* **Given exercise**: Render the entries below as a Markdown table with a Row column numbering each line and an Entry column holding the line itself, leaving out blank lines.

* **Dataset records**:
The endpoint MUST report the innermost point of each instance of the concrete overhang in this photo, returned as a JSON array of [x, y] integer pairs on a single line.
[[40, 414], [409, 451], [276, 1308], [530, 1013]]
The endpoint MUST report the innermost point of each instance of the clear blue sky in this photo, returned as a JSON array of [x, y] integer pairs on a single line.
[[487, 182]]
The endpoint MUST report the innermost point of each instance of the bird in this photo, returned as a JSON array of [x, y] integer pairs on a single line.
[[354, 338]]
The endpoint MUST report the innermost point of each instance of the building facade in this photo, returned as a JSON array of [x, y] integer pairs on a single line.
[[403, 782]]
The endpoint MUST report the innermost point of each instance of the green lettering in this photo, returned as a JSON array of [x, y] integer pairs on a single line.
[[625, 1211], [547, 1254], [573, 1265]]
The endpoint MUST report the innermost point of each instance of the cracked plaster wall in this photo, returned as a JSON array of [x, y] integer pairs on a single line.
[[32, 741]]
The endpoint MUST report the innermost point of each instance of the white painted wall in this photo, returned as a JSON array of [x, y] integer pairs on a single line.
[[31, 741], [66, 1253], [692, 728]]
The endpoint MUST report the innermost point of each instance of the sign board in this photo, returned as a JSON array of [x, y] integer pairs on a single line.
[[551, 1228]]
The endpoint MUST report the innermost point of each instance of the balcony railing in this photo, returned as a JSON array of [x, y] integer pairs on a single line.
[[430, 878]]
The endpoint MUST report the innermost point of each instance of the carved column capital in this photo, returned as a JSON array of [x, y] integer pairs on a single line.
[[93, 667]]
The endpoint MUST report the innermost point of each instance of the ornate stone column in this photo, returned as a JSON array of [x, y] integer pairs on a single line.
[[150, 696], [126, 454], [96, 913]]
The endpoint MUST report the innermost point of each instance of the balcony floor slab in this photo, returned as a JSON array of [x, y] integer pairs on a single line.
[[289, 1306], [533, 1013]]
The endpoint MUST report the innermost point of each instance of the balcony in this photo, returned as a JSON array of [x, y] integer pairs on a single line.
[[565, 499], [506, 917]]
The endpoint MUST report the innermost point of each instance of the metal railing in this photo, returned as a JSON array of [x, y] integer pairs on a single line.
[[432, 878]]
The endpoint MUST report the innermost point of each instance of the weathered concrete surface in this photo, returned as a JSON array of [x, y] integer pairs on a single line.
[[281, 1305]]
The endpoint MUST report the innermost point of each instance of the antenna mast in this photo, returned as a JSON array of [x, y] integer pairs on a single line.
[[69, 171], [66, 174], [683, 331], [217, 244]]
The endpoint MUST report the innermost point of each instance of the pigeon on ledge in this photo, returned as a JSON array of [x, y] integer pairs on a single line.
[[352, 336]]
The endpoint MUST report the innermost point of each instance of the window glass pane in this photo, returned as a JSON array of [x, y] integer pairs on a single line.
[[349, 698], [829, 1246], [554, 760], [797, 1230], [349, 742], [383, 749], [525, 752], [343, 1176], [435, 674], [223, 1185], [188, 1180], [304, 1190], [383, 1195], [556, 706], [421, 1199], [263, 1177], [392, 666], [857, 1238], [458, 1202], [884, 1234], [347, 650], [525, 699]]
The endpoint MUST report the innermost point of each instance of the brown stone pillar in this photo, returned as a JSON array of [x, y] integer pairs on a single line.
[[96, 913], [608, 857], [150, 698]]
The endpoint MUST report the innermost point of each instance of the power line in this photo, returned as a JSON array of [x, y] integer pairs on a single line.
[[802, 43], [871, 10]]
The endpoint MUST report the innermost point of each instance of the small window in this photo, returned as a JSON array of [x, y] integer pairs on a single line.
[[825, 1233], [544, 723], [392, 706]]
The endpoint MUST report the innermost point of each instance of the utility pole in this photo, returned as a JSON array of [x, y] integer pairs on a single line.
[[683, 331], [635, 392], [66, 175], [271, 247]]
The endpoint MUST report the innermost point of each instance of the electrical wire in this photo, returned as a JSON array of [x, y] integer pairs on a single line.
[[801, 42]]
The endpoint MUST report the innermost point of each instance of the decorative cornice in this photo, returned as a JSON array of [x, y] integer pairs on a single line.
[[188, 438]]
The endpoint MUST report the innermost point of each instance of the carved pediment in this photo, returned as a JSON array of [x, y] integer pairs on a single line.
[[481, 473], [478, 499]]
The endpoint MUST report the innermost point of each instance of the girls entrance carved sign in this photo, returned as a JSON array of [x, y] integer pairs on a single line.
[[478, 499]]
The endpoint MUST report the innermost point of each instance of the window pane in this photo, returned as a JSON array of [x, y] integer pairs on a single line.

* **Correct output**:
| Row | Entry |
|---|---|
| 1 | The endpoint MUST report the innermost point of each instance of the concrete overhang in this photo, returned as a JSON array of [x, y] integer pairs on a single line. |
| 2 | [[40, 414], [409, 451], [276, 1308], [530, 1013]] |
| 3 | The endpoint MUST report the innermost point of each instance of the clear blue sky in this photo, returned as a JSON array of [x, y] integer pairs on a single line. |
| 4 | [[487, 182]] |
| 5 | The endpoint MUST report the innermost point of each instance of the bird in this photo, returned as a JSON array of [x, y] integer pairs on a single line. |
| 6 | [[354, 338]] |
| 7 | The endpoint MUST report the innermost point of each instance of the building facade in this photo, returned as a JSON array of [x, y] integer pairs on a single line. |
| 8 | [[403, 782]] |
| 9 | The endpoint MUST report the innermost point of each instance of the green lettering in this photo, returned as a JSON array of [x, y] integer pairs on a single line. |
| 10 | [[625, 1211], [547, 1254], [573, 1265]] |
| 11 | The endpoint MUST report the innermost point of each instance of the cracked plaster wall in this photo, returned as a JSON array of [x, y] integer pairs on a single line. |
| 12 | [[32, 741]] |
| 13 | The endpoint MUST report the innermost point of each instance of the white painted wall in this photo, returned as a JSON array of [x, y] integer pairs on a single line. |
| 14 | [[31, 741], [66, 1253], [692, 728]] |
| 15 | The endpoint MUST report the innermost point of each instance of the sign board in this photo, returned as a JSON array of [x, y] integer pairs on a single line. |
| 16 | [[551, 1228]] |
| 17 | The endpoint MUST report the innermost point of each instance of the balcony railing in this photo, returned as a JSON array of [x, y] integer pairs on a single line. |
| 18 | [[430, 878]] |
| 19 | The endpoint MUST report the innermost point of each instance of the carved column capital in this photo, returned as a JSON array of [x, y] integer pairs on a single line. |
| 20 | [[93, 667]] |
| 21 | The endpoint MUST report the innermost point of each instance of the ornate stone column in this photo, returned as a JSON array of [x, y] integer pairs on a single line. |
| 22 | [[150, 696], [126, 454], [96, 913]] |
| 23 | The endpoint MUST report the innermost point of each instance of the balcony floor slab in this photo, returned as a JSON array of [x, y] integer pairs on a single line. |
| 24 | [[289, 1306], [533, 1013]] |
| 25 | The endpoint MUST report the innermost point of each instance of the balcony in this photo, returned as a JSON array of [x, y] integer pairs on a single line. |
| 26 | [[565, 499], [506, 917]] |
| 27 | The endpoint MUST report the innermost point of each instance of the metal railing in this photo, returned as a JSON array of [x, y] integer pairs on a single line. |
| 28 | [[432, 878]] |
| 29 | The endpoint MUST report the innermost point of each instance of the weathered concrete surface in this photo, returned as a JSON array of [x, y] integer pairs on a single line. |
| 30 | [[281, 1305]] |
| 31 | The endpoint MUST report the innermost point of each instance of the antenna mast in this photo, returned as a JSON array of [x, y] integer pairs on a single line. |
| 32 | [[69, 171], [66, 174], [683, 331], [217, 244]] |
| 33 | The endpoint MUST report the innermost point of each instance of the pigeon on ledge in this photo, returned as a JSON array of [x, y] integer pairs on a single line. |
| 34 | [[352, 336]] |
| 35 | The endpoint MUST report the innermost point of each instance of the window glass pane in this photo, returned as a JSON array of [x, y] integer pairs on a single line. |
| 36 | [[349, 698], [829, 1246], [554, 760], [797, 1230], [349, 742], [383, 749], [525, 752], [343, 1176], [435, 674], [223, 1185], [188, 1180], [304, 1190], [383, 1195], [556, 706], [421, 1199], [263, 1177], [392, 666], [857, 1238], [458, 1202], [884, 1234], [347, 650], [525, 699]] |
| 37 | The endpoint MUST report the innermost point of each instance of the brown stone pillar in this photo, returned as a JSON array of [x, y] integer pairs on a single line. |
| 38 | [[96, 913], [608, 857], [150, 698]] |
| 39 | The endpoint MUST report the innermost point of each instance of the power line in this photo, returned as a JSON array of [x, y] integer pairs on a single line. |
| 40 | [[802, 43], [871, 10]] |
| 41 | The endpoint MUST report the innermost point of each instance of the small window in this photo, returned as a JSON array of [x, y] integer pairs on a single line. |
| 42 | [[825, 1233], [544, 723], [392, 706]] |
| 43 | The endpoint MUST report the innermost point of each instance of the utility pole in this photo, returned as a JSON array of [x, y] integer pairs on a single line. |
| 44 | [[683, 331], [635, 392], [66, 175], [271, 247]] |
| 45 | The endpoint MUST report the innermost point of each instance of the electrical wire in this photo, returned as a JSON array of [x, y] integer pairs on a single line. |
| 46 | [[801, 42]] |
| 47 | The endpoint MUST report the innermost point of each instance of the decorative cornice in this photo, returned as a JSON array of [x, y] integer pairs on a single line. |
| 48 | [[188, 438]] |
| 49 | The endpoint MUST report the innermost point of each instance of the carved pediment in this photo, returned as a JSON array of [x, y] integer pairs on a single line. |
| 50 | [[481, 473], [478, 499]] |
| 51 | The endpoint MUST report the innermost point of each instance of the girls entrance carved sign in this photo, returned as a JSON array of [x, y] integer pairs on a single line. |
| 52 | [[478, 499]] |
| 53 | The endpoint MUST report the innermost point of each instance of the window pane in this photo, returned as a JSON array of [x, y] integer pairs on a single line. |